→ **WHAT THIS TASK INVOLVES**:
Restate the entries below exactly. Images are not part of the copy.

→ **DATASET RECORDS**:
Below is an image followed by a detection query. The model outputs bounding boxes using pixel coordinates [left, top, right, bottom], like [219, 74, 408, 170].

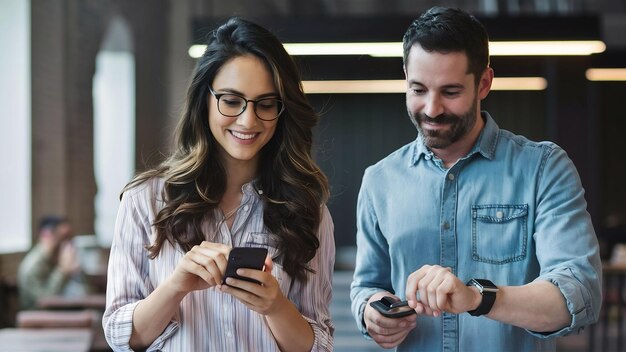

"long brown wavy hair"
[123, 17, 329, 282]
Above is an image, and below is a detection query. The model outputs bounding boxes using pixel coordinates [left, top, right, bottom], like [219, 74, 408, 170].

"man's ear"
[477, 67, 494, 100]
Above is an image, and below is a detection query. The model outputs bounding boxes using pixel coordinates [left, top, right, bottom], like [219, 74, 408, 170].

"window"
[93, 17, 135, 247]
[0, 0, 31, 253]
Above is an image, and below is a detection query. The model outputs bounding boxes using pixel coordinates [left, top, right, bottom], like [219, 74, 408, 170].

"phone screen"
[222, 247, 268, 285]
[370, 296, 416, 318]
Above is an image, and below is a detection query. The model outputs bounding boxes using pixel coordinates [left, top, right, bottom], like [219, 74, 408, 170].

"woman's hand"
[219, 255, 287, 316]
[167, 241, 231, 294]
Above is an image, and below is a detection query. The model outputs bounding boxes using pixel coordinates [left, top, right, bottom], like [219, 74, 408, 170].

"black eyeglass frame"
[208, 87, 284, 121]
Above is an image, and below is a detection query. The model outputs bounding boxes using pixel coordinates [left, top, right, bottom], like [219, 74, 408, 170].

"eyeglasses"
[209, 87, 284, 121]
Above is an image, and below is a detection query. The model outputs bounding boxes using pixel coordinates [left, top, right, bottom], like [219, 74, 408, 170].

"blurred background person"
[17, 215, 93, 310]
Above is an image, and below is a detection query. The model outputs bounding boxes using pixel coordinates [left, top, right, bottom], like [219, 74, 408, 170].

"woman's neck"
[221, 154, 258, 199]
[226, 165, 256, 193]
[219, 158, 257, 230]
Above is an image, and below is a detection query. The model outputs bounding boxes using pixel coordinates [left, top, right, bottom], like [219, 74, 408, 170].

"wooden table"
[0, 328, 93, 352]
[37, 294, 106, 311]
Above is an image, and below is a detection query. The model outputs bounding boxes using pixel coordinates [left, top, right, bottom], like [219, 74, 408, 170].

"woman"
[102, 17, 334, 351]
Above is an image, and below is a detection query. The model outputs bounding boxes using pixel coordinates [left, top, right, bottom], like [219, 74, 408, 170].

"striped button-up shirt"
[103, 178, 335, 351]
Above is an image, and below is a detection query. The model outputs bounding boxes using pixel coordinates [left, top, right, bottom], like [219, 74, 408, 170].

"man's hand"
[58, 241, 81, 275]
[406, 265, 481, 317]
[364, 292, 417, 349]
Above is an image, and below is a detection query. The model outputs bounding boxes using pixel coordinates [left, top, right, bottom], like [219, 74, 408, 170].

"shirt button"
[448, 173, 455, 180]
[442, 221, 450, 230]
[226, 330, 232, 338]
[425, 155, 431, 160]
[496, 211, 504, 219]
[243, 205, 249, 212]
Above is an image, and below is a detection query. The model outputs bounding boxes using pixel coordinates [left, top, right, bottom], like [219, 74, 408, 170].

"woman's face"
[208, 55, 280, 169]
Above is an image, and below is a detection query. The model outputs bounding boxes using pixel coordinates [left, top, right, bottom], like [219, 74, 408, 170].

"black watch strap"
[466, 278, 498, 316]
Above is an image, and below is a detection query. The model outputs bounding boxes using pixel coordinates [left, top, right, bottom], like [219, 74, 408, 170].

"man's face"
[404, 45, 482, 150]
[54, 222, 73, 242]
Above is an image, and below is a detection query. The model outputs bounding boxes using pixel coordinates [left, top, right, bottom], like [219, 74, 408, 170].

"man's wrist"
[466, 279, 498, 316]
[468, 285, 482, 312]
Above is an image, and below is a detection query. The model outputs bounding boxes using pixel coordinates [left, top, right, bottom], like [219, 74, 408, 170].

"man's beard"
[409, 99, 478, 150]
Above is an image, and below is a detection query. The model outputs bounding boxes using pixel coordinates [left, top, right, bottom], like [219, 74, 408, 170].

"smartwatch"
[466, 278, 498, 316]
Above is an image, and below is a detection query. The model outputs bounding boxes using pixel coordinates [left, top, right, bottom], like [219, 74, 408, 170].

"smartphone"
[369, 296, 417, 318]
[222, 247, 268, 285]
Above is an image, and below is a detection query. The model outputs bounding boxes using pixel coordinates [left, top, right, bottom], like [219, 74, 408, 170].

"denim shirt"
[350, 112, 601, 352]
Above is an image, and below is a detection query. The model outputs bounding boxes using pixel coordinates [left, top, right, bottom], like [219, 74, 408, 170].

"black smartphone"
[369, 296, 417, 318]
[222, 247, 268, 285]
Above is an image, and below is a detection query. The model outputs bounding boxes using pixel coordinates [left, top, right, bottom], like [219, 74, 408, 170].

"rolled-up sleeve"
[531, 146, 602, 337]
[102, 186, 179, 351]
[350, 169, 392, 337]
[296, 205, 335, 351]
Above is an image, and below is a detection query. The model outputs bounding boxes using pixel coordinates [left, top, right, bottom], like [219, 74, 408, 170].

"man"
[350, 7, 601, 352]
[18, 216, 91, 310]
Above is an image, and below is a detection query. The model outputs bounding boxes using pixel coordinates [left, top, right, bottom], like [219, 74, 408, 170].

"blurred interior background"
[1, 0, 626, 351]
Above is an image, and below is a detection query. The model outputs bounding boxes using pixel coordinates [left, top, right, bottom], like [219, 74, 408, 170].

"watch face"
[472, 279, 498, 292]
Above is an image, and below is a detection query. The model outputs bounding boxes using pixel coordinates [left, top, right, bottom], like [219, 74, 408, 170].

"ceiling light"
[303, 80, 405, 94]
[189, 40, 605, 59]
[286, 42, 400, 56]
[491, 77, 548, 90]
[489, 40, 605, 56]
[301, 77, 547, 94]
[585, 68, 626, 81]
[188, 45, 206, 59]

→ **RESULT OF THIS EXERCISE**:
Below is an image followed by a detection query. The model outputs bounding boxes using pixel coordinates [left, top, right, bottom], like [219, 74, 408, 170].


"long brown wavy hair"
[123, 17, 329, 282]
Above is an image, and below is a detection query. The model outputs bounding boxes using pixel coordinates [left, top, right, bottom], like [219, 74, 408, 170].

"man's ear"
[477, 67, 494, 100]
Above is an image, and below is a detection query. The model outputs bounding boxes using pixel coordinates [left, top, right, bottom], like [219, 74, 408, 170].

"window"
[93, 17, 135, 247]
[0, 0, 31, 253]
Above is an image, and below is a detection query. The model outputs bounding boxes using pixel coordinates [left, top, right, bottom], like [219, 74, 408, 170].

"phone screen"
[222, 247, 268, 285]
[370, 296, 416, 318]
Above is an image, and below is a detection query. The model outputs bounding boxes using pixel coordinates [left, top, right, bottom], like [219, 74, 408, 170].

"woman's hand"
[219, 255, 287, 316]
[167, 241, 231, 294]
Above is an image, and below is a detection query. The model outputs bounding boxes using pixel coordinates [left, top, right, bottom], like [219, 74, 408, 170].

"black eyeglass frame"
[208, 87, 284, 121]
Above is an image, and below is a detection query. The model outputs bounding boxes using pixel coordinates [left, top, right, bottom], like [219, 74, 408, 170].

"eyeglasses"
[209, 87, 284, 121]
Above is an image, and below is a detection query. The model outputs bounding boxes using pixel coordinates [left, top, right, bottom], like [219, 74, 408, 170].

"blurred background person"
[17, 215, 93, 310]
Above is an image, and below is a detection query. The model outputs bounding boxes using pixel coordinates [left, top, right, bottom], like [219, 74, 408, 170].

"woman's neck"
[221, 154, 258, 199]
[226, 165, 256, 193]
[219, 158, 257, 230]
Above is an image, and below is a detection query. The model outputs bounding boxes using pixel coordinates [left, top, right, bottom], like [219, 74, 408, 170].

"wooden table"
[0, 328, 93, 352]
[37, 294, 106, 311]
Above is an image, and below is a detection query. The model outputs bounding boxes using pixel coordinates [left, top, right, bottom], like [219, 74, 408, 170].

"woman"
[102, 17, 334, 351]
Above is an image, and below is a detection query. The model outputs bounding boxes using pixel coordinates [left, top, right, bottom], like [219, 74, 408, 170].

"striped button-up shirt"
[103, 178, 335, 351]
Above is an image, and below is a detection query. The model outputs bounding boxes using pixel coordinates [left, top, right, bottom], like [219, 74, 408, 170].

"man's hand"
[58, 241, 81, 275]
[406, 265, 481, 317]
[364, 292, 417, 349]
Above is an image, and below is a detection query. The model outputs bounding boxes using pixel coordinates [left, top, right, bottom], like [219, 74, 408, 170].

"shirt button"
[448, 173, 455, 180]
[442, 221, 450, 230]
[226, 330, 232, 338]
[425, 155, 431, 160]
[496, 211, 504, 219]
[243, 205, 249, 212]
Above is an image, and below is a detection query. The model outputs bounding boxes using pixel coordinates [left, top, right, bottom], like [219, 74, 408, 170].

"woman's face"
[208, 55, 280, 169]
Above is an image, and below is a detection query. The model outputs bounding boxes using pixel coordinates [left, top, right, bottom], like [219, 74, 408, 170].

"black watch strap"
[466, 278, 498, 316]
Above is an image, and below is a detection query. The model outputs bounding boxes using pixel coordinates [left, top, right, bottom], like [219, 74, 408, 170].

"man's face"
[404, 45, 482, 150]
[54, 222, 73, 242]
Above is an image, and below is a detection query. The model outputs bounding boxes using pixel coordinates [left, top, right, bottom], like [219, 74, 408, 170].

"man's wrist"
[466, 279, 498, 316]
[468, 285, 482, 312]
Above is an image, and below is a detection query. The model outputs bounding boxes using pixel coordinates [left, top, right, bottom], like [219, 74, 408, 170].

"man's beard"
[409, 99, 478, 150]
Above is an image, and below is a detection query. The model outputs bounding boxes using pixel coordinates [left, top, right, bottom], like [219, 74, 408, 170].

"smartwatch"
[466, 278, 498, 316]
Above is an image, and below is a detection query. The model outputs bounding boxes using pixel coordinates [left, top, right, bottom], like [219, 74, 408, 170].

"smartphone"
[369, 296, 417, 318]
[222, 247, 268, 285]
Above is an image, and below is a detection query. The model outputs bounding boxes using pixel coordinates [left, top, right, bottom], like [219, 74, 408, 170].

"denim shirt"
[350, 112, 601, 352]
Above is an image, and below is a detection query. The model outputs bounding boxes using pixel coordinates [left, top, right, bottom], like [219, 74, 408, 170].

"black smartphone"
[369, 296, 417, 318]
[222, 247, 268, 285]
Above is an image, and below is a detection query. The model outputs bounding boxes using pixel coordinates [left, top, right, bottom], like [219, 74, 408, 170].

"rolled-up sleeve"
[531, 146, 602, 337]
[102, 186, 179, 351]
[350, 169, 392, 337]
[296, 205, 335, 351]
Above is an image, and below is a detection query. The model outputs bounding boxes using pixel coordinates [left, top, right, bottom], like [219, 74, 408, 170].

"man"
[350, 7, 601, 352]
[18, 216, 91, 310]
Above is an image, and below is a detection query. The model outputs bounding boxes using pixel coordinates [left, top, right, bottom], like [219, 74, 408, 170].

"blurred interior background"
[1, 0, 626, 351]
Above is an image, and below is a detection query. The model outputs bounding boxes using pixel coordinates [left, top, right, bottom], like [219, 74, 408, 170].

"watch face"
[472, 279, 498, 292]
Above is an image, and below is a detection query. The model outputs bounding boxes using pixel coordinates [left, top, right, bottom], like [219, 74, 408, 170].

"ceiling light"
[303, 80, 405, 94]
[189, 40, 605, 59]
[286, 42, 400, 56]
[491, 77, 548, 90]
[489, 40, 605, 56]
[301, 77, 547, 94]
[585, 68, 626, 81]
[188, 45, 206, 59]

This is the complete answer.